# [Task requirements]
Copy these lines verbatim, starting at the top of the items and continuing through the line containing "(1216, 642)", inclusive. Leave the pictures out of your copy.

(Rows from a pointing dataset)

+ + + + +

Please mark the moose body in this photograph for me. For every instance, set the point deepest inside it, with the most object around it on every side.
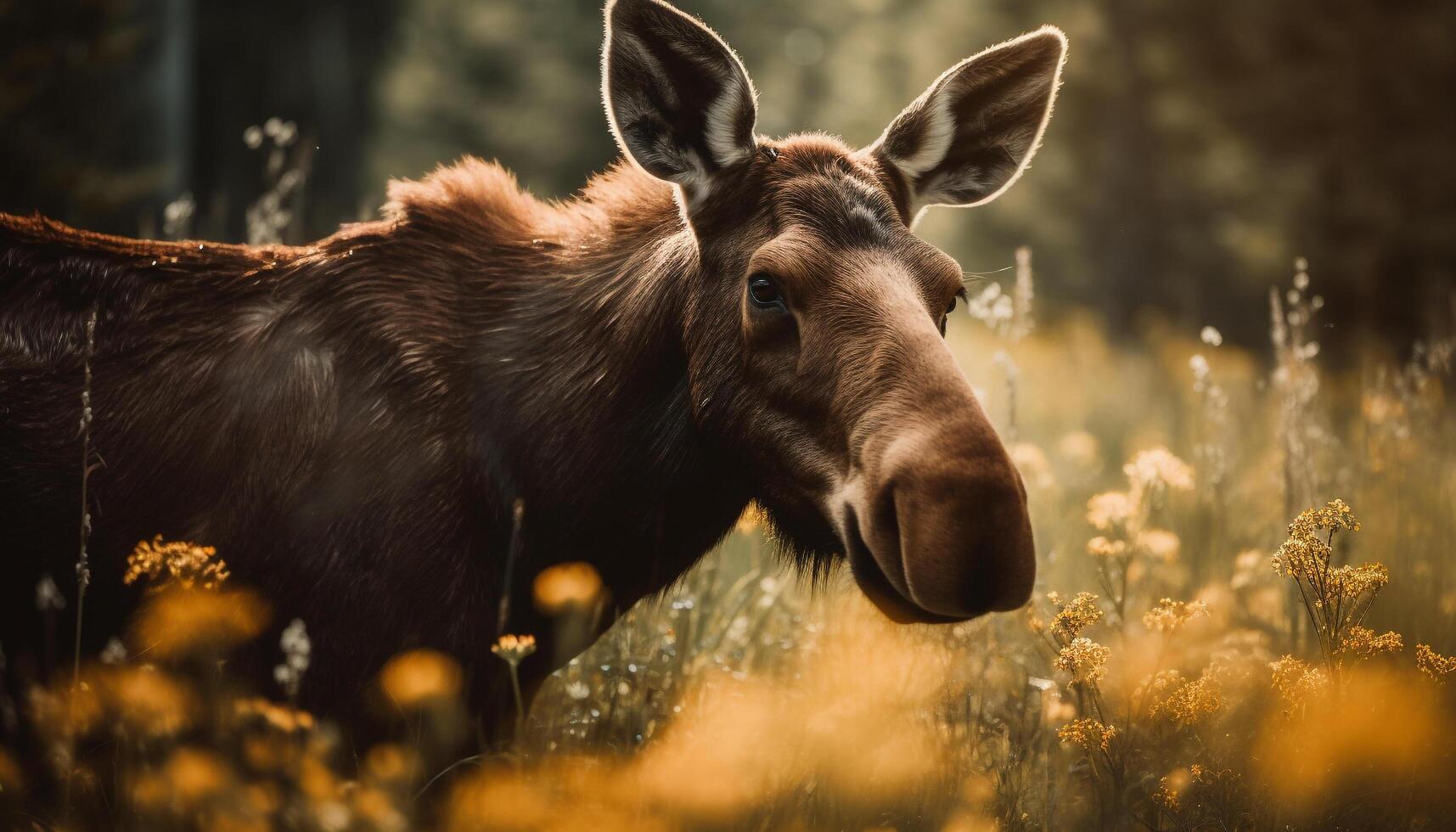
(393, 430)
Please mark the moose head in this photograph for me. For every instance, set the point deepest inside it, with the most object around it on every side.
(814, 329)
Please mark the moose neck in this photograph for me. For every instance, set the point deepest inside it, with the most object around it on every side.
(580, 382)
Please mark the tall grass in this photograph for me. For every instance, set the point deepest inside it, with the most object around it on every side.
(1216, 642)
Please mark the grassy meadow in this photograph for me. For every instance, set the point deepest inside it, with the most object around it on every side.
(1245, 620)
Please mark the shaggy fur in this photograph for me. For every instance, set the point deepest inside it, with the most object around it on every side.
(351, 423)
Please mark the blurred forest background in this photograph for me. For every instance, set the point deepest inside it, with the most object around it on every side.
(1197, 148)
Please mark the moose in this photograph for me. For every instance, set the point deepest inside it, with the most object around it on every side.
(389, 431)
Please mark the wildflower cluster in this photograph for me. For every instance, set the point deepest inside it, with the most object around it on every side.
(1075, 616)
(1085, 661)
(177, 565)
(1190, 703)
(1297, 681)
(1335, 598)
(1171, 614)
(1124, 522)
(1088, 734)
(1433, 663)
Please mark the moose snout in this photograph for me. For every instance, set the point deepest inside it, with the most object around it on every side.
(948, 532)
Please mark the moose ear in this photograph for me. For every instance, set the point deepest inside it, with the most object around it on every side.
(973, 132)
(677, 98)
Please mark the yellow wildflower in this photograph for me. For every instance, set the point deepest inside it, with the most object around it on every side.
(562, 587)
(1085, 659)
(1363, 643)
(1075, 616)
(1296, 681)
(419, 677)
(187, 622)
(1168, 616)
(1354, 580)
(514, 647)
(1101, 547)
(1088, 734)
(175, 565)
(1433, 663)
(1155, 469)
(1190, 703)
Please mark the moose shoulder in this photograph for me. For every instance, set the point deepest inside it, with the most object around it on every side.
(718, 318)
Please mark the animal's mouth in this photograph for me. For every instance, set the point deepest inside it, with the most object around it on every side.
(877, 586)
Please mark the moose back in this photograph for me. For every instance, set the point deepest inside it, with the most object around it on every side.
(720, 318)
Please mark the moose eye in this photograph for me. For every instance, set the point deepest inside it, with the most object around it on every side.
(765, 293)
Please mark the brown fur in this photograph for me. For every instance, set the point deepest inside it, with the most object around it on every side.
(350, 423)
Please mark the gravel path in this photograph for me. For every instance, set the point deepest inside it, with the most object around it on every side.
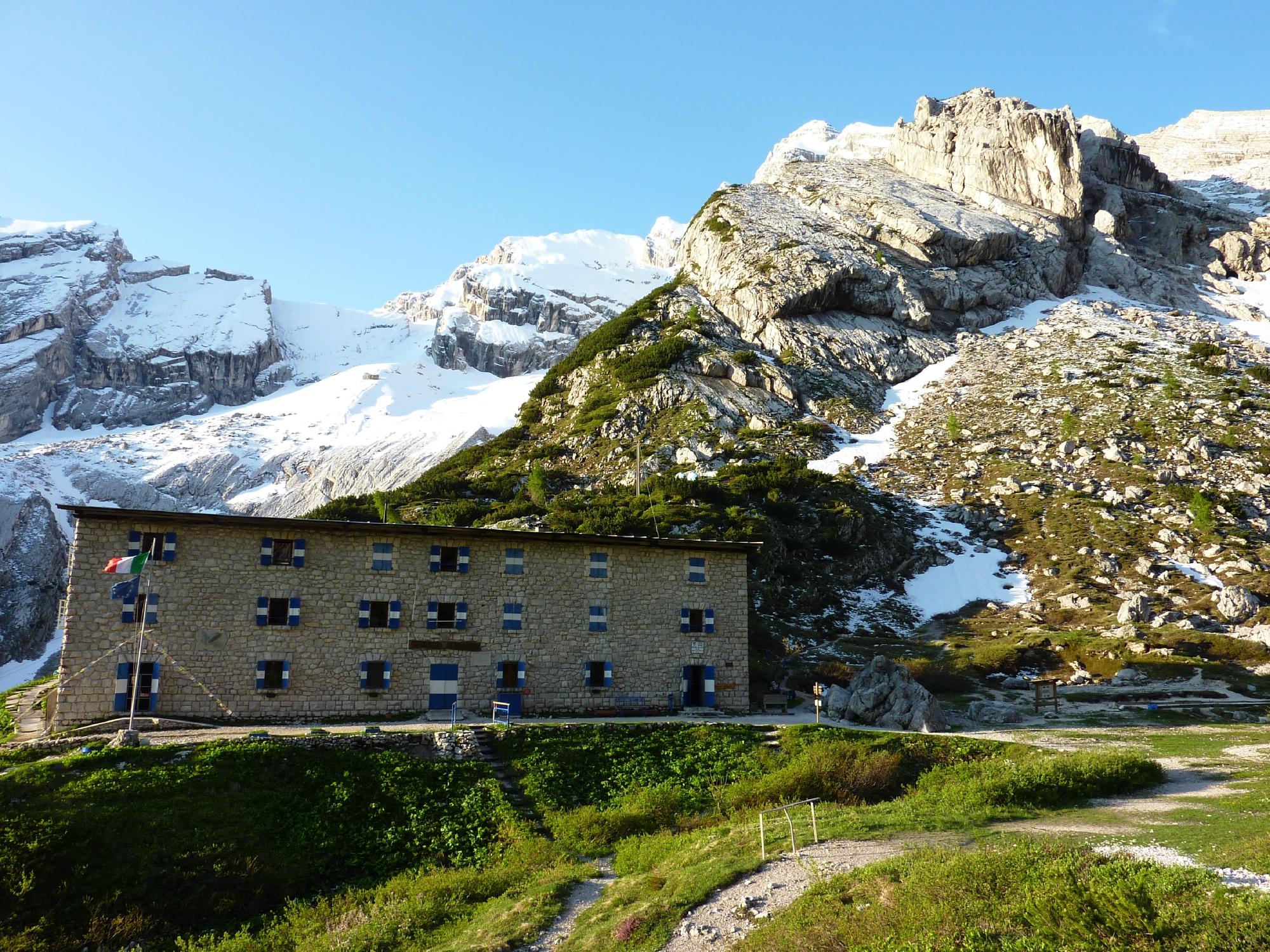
(582, 898)
(735, 911)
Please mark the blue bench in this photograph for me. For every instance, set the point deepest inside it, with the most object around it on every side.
(631, 704)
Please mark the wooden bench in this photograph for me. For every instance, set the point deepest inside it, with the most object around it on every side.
(632, 704)
(783, 700)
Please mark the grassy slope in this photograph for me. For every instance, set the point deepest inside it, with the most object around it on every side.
(115, 846)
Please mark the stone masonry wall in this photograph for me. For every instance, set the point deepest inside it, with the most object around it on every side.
(208, 609)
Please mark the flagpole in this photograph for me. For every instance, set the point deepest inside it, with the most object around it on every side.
(142, 642)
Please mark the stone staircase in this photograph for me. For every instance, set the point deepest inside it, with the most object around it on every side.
(485, 741)
(23, 706)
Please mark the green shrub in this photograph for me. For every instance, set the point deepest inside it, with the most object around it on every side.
(1203, 351)
(838, 772)
(1201, 508)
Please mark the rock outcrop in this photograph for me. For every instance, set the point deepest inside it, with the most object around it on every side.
(989, 148)
(886, 695)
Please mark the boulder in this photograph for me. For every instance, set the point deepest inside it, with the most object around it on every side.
(1236, 604)
(994, 713)
(1136, 609)
(886, 695)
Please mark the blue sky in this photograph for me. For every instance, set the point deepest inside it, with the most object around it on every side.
(351, 152)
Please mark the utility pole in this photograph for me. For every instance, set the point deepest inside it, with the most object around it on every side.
(142, 642)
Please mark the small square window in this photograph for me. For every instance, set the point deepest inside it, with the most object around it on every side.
(446, 615)
(698, 569)
(274, 672)
(514, 562)
(152, 544)
(279, 611)
(382, 557)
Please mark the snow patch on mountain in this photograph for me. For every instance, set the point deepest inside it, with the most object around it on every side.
(524, 307)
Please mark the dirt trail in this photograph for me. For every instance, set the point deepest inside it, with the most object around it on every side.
(731, 913)
(584, 897)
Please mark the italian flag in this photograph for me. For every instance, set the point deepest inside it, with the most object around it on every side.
(128, 565)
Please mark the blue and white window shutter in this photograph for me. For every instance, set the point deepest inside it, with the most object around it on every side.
(121, 686)
(129, 615)
(599, 619)
(512, 616)
(600, 565)
(697, 569)
(382, 557)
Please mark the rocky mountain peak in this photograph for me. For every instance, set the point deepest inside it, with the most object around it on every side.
(987, 147)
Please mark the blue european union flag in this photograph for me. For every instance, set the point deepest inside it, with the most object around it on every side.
(126, 590)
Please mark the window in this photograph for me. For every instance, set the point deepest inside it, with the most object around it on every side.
(272, 675)
(697, 620)
(148, 691)
(512, 615)
(599, 620)
(379, 614)
(599, 565)
(698, 569)
(449, 559)
(598, 675)
(382, 557)
(283, 552)
(510, 676)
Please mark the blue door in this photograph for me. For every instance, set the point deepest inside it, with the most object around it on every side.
(443, 687)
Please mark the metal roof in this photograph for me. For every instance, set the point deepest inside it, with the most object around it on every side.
(114, 515)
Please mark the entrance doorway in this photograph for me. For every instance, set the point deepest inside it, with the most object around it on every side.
(698, 686)
(443, 686)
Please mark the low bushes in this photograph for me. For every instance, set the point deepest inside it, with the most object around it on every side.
(1028, 897)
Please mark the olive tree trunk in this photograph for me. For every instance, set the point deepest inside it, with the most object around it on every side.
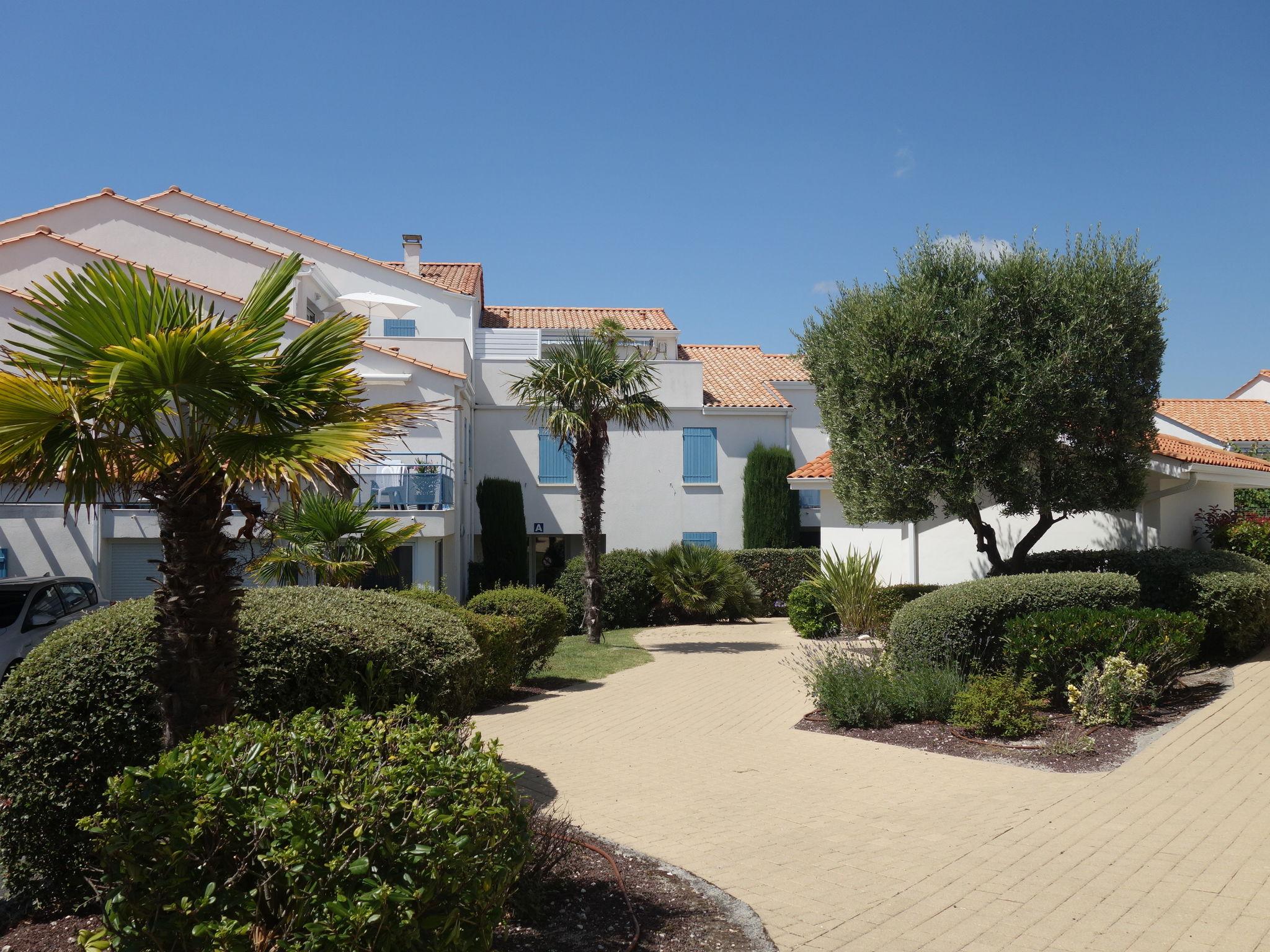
(196, 603)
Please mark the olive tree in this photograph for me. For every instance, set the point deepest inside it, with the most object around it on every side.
(1025, 377)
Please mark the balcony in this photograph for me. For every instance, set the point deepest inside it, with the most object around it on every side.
(408, 482)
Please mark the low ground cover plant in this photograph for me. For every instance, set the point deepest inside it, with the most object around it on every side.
(543, 617)
(964, 624)
(701, 584)
(854, 690)
(998, 706)
(84, 705)
(629, 591)
(1057, 648)
(1110, 694)
(316, 832)
(776, 573)
(1231, 592)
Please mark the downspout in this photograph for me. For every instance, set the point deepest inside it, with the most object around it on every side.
(1141, 516)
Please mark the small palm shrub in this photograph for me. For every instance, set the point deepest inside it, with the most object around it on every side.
(1057, 648)
(700, 584)
(810, 614)
(998, 706)
(850, 584)
(84, 705)
(629, 591)
(324, 831)
(856, 691)
(1110, 695)
(544, 619)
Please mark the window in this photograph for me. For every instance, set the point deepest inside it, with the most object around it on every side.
(46, 603)
(700, 455)
(556, 460)
(398, 328)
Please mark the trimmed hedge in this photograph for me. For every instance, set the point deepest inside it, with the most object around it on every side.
(776, 573)
(543, 616)
(769, 507)
(1228, 591)
(84, 705)
(963, 624)
(328, 831)
(810, 614)
(629, 591)
(1057, 648)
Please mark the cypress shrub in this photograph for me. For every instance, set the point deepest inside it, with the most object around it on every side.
(769, 511)
(504, 540)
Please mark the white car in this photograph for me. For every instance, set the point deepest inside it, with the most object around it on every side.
(32, 607)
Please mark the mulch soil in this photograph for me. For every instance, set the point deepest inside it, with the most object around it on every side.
(1113, 744)
(582, 909)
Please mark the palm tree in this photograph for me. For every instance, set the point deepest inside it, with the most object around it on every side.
(575, 391)
(130, 387)
(333, 537)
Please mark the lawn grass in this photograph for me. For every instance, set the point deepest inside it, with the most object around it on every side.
(577, 660)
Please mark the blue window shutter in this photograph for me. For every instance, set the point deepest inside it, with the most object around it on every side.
(556, 460)
(700, 455)
(395, 328)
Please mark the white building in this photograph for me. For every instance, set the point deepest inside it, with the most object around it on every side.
(662, 487)
(1184, 478)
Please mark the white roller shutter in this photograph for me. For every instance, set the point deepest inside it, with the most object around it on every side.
(130, 566)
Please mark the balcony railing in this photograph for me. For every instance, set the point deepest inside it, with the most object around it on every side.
(408, 482)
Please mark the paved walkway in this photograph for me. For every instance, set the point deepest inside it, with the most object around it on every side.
(849, 844)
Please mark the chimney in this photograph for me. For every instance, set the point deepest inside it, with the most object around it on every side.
(413, 245)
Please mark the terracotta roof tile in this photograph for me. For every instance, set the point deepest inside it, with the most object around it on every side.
(742, 375)
(1171, 447)
(574, 318)
(1231, 420)
(205, 288)
(818, 469)
(463, 278)
(1191, 452)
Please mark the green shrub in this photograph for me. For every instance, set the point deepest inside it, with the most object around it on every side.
(504, 542)
(83, 706)
(963, 624)
(998, 706)
(810, 614)
(776, 571)
(1110, 694)
(855, 691)
(1059, 646)
(629, 591)
(769, 508)
(543, 617)
(328, 831)
(1228, 591)
(700, 584)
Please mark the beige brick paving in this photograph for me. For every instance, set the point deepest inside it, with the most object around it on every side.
(849, 844)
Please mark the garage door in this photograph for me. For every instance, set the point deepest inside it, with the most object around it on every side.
(130, 566)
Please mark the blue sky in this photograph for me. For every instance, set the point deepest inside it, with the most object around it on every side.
(727, 162)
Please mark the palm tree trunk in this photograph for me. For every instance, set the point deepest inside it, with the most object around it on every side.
(590, 466)
(196, 604)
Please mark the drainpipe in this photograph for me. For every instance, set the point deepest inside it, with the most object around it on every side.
(1141, 516)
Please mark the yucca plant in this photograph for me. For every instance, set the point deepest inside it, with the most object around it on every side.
(704, 584)
(125, 386)
(575, 391)
(851, 587)
(332, 537)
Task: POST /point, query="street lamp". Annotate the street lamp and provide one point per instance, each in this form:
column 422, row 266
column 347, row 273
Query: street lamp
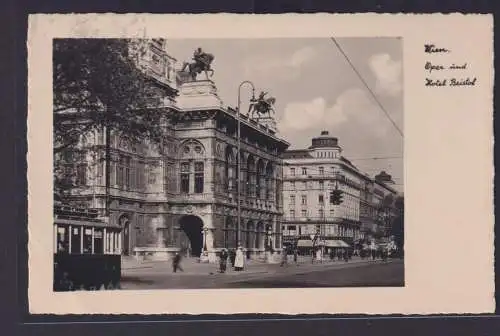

+ + + + +

# [Task output]
Please mark the moose body in this photograph for me. For every instance, set the point deepest inside it, with the most object around it on every side.
(393, 430)
Please mark the moose head in this photograph for me. For every instance, set the point deepest inside it, with the most object around it on every side.
(814, 329)
Please mark the moose neck in this photograph for me. For every instance, set the point deepest inside it, with the most object around it on every side.
(580, 382)
Please mark the tall grass in this photograph for me. For every instance, set the point deepest inside it, with the most object around it on every side.
(1216, 642)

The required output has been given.